--- Material shown ---
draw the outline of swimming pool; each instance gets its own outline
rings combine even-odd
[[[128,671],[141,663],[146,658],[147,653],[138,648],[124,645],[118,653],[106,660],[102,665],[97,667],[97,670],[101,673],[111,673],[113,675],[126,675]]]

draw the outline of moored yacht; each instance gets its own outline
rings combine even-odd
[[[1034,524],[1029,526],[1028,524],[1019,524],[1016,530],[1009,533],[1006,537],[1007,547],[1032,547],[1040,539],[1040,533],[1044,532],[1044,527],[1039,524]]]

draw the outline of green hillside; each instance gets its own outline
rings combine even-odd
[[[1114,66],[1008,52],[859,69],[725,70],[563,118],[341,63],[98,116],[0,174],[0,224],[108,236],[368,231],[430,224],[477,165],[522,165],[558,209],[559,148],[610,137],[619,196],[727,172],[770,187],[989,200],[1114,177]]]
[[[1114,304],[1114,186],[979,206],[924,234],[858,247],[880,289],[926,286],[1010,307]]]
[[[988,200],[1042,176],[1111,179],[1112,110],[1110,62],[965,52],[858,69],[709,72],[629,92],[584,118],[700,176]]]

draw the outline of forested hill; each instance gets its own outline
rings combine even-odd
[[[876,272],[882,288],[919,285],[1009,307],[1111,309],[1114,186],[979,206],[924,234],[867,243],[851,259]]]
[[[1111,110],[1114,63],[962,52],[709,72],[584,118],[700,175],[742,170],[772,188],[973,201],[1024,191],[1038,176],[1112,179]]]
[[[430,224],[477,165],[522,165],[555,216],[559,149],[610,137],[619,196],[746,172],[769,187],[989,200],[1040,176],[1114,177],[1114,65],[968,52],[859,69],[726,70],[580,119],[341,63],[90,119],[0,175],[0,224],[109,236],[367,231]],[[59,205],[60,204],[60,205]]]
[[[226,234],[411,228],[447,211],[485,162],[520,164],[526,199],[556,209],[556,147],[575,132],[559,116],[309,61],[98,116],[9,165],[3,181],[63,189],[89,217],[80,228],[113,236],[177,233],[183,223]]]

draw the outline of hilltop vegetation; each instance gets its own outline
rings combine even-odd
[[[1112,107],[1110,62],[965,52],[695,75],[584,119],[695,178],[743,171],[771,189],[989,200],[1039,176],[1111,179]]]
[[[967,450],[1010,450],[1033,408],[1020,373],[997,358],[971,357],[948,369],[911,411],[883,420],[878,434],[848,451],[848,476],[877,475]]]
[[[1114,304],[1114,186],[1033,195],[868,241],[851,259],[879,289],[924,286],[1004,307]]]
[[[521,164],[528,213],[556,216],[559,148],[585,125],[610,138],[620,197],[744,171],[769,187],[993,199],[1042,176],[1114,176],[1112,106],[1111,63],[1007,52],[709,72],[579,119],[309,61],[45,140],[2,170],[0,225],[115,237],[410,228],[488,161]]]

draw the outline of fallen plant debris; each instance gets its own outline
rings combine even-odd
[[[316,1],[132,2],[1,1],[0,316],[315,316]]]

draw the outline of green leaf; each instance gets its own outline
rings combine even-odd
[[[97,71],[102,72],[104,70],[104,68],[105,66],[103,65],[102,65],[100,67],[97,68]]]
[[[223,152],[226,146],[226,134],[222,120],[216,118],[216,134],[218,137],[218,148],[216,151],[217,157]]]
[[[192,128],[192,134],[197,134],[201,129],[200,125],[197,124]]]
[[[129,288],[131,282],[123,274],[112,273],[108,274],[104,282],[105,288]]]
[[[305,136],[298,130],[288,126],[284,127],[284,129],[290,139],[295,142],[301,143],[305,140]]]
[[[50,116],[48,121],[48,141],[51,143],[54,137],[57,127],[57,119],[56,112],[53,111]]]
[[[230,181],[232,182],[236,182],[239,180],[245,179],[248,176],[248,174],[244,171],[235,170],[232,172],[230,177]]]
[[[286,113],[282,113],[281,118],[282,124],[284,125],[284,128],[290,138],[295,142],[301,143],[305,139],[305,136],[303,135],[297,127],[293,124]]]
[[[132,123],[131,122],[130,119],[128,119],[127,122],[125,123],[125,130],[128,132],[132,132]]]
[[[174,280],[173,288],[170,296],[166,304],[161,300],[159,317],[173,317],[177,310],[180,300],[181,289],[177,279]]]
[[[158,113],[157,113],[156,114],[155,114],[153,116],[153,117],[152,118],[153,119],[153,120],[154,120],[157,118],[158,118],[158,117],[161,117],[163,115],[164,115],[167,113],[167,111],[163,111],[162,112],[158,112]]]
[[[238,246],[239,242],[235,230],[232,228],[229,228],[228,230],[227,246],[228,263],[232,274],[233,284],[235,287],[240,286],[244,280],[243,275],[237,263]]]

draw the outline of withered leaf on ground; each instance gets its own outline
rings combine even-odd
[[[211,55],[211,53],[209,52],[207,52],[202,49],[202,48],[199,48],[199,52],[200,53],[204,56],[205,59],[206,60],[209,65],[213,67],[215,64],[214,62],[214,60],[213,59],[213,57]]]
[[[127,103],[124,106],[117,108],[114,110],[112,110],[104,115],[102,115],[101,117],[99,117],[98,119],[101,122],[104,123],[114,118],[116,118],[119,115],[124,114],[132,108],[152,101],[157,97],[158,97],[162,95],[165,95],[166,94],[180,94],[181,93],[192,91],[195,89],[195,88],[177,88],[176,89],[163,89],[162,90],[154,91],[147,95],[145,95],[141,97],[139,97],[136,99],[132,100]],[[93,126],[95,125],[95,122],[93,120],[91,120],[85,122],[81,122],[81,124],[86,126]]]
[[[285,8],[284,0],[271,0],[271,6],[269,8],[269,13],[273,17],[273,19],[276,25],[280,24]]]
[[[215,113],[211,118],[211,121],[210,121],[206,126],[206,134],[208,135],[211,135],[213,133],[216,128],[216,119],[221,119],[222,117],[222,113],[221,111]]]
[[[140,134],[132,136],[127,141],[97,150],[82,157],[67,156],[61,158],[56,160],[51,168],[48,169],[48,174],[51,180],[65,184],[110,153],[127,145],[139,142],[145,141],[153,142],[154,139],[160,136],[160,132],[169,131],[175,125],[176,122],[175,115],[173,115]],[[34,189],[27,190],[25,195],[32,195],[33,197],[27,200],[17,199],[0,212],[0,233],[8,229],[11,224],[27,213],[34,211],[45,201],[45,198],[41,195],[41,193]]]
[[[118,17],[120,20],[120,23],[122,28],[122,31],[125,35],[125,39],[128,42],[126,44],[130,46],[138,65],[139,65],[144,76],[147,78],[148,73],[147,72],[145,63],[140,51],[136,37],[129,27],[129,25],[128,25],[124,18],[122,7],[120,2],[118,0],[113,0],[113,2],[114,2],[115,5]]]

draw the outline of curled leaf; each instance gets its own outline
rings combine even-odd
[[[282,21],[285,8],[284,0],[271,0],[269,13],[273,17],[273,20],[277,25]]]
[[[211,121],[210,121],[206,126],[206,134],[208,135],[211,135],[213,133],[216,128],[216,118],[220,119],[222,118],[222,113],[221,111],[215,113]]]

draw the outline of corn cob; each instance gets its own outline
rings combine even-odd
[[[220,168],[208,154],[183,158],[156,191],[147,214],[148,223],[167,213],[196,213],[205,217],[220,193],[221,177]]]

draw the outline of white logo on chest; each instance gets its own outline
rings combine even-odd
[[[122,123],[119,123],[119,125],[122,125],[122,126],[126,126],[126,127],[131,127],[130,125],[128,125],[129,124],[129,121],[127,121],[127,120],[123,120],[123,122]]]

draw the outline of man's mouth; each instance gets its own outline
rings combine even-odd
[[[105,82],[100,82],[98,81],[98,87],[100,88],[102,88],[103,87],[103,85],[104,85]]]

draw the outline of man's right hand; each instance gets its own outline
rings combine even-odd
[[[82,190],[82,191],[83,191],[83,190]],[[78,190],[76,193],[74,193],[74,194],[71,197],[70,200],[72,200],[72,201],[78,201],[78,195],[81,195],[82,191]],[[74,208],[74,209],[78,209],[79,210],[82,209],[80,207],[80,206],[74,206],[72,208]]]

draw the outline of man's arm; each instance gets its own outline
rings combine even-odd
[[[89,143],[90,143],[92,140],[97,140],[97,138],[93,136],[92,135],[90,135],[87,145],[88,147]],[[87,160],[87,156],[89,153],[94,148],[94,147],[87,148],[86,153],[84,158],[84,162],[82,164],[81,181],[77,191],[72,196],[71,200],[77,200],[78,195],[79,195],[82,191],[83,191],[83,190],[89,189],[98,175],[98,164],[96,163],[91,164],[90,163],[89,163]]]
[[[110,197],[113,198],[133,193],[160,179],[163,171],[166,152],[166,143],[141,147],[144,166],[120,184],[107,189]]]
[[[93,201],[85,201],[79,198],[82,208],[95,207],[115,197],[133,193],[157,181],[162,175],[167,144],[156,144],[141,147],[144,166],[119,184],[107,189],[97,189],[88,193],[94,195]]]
---
Rewrite the part of the records that opens with the line containing "draw the outline of corn" and closes at the end of the records, changing "corn cob" to "ear of corn" and leaving everything else the same.

:: Solved problem ::
draw the outline of ear of corn; each instance gets its own outline
rings combine even-odd
[[[220,168],[208,154],[183,158],[156,191],[147,214],[148,223],[167,213],[196,213],[205,217],[220,193],[221,177]]]

draw the outline of white logo on chest; each instance gets its own outline
rings combine even-odd
[[[122,123],[119,123],[119,125],[122,125],[122,126],[126,126],[126,127],[131,127],[130,125],[128,125],[129,124],[129,121],[127,121],[127,120],[123,120],[123,122]]]

draw the outline of man's mouth; each instance gets its own outline
rings combine even-odd
[[[105,82],[100,82],[98,81],[98,87],[100,88],[102,88],[103,87],[103,85],[104,85]]]

draw the outline of man's right hand; each instance gets its own outline
rings combine even-odd
[[[82,190],[82,191],[83,191],[83,190]],[[78,190],[76,193],[74,193],[74,194],[71,197],[70,200],[72,200],[72,201],[78,201],[78,195],[81,195],[82,191]],[[74,208],[74,209],[78,209],[79,210],[82,209],[80,207],[80,206],[74,206],[72,208]]]

draw the outline of man's arm; each instance gets its own outline
rings combine even-odd
[[[89,143],[90,143],[92,140],[97,140],[97,138],[93,136],[92,135],[90,135],[87,145],[88,147]],[[87,160],[87,156],[89,153],[94,148],[94,147],[87,148],[86,153],[84,158],[84,162],[82,164],[81,181],[77,191],[72,196],[71,200],[77,200],[78,195],[79,195],[82,191],[83,191],[83,190],[89,189],[98,175],[98,164],[96,163],[91,164],[90,163],[89,163]]]
[[[110,197],[113,198],[133,193],[160,179],[163,171],[166,152],[166,143],[141,147],[144,166],[120,184],[107,189]]]
[[[93,201],[85,201],[79,198],[82,208],[95,207],[115,197],[133,193],[157,181],[162,175],[167,144],[156,144],[141,147],[144,166],[119,184],[107,189],[97,189],[88,193],[94,195]]]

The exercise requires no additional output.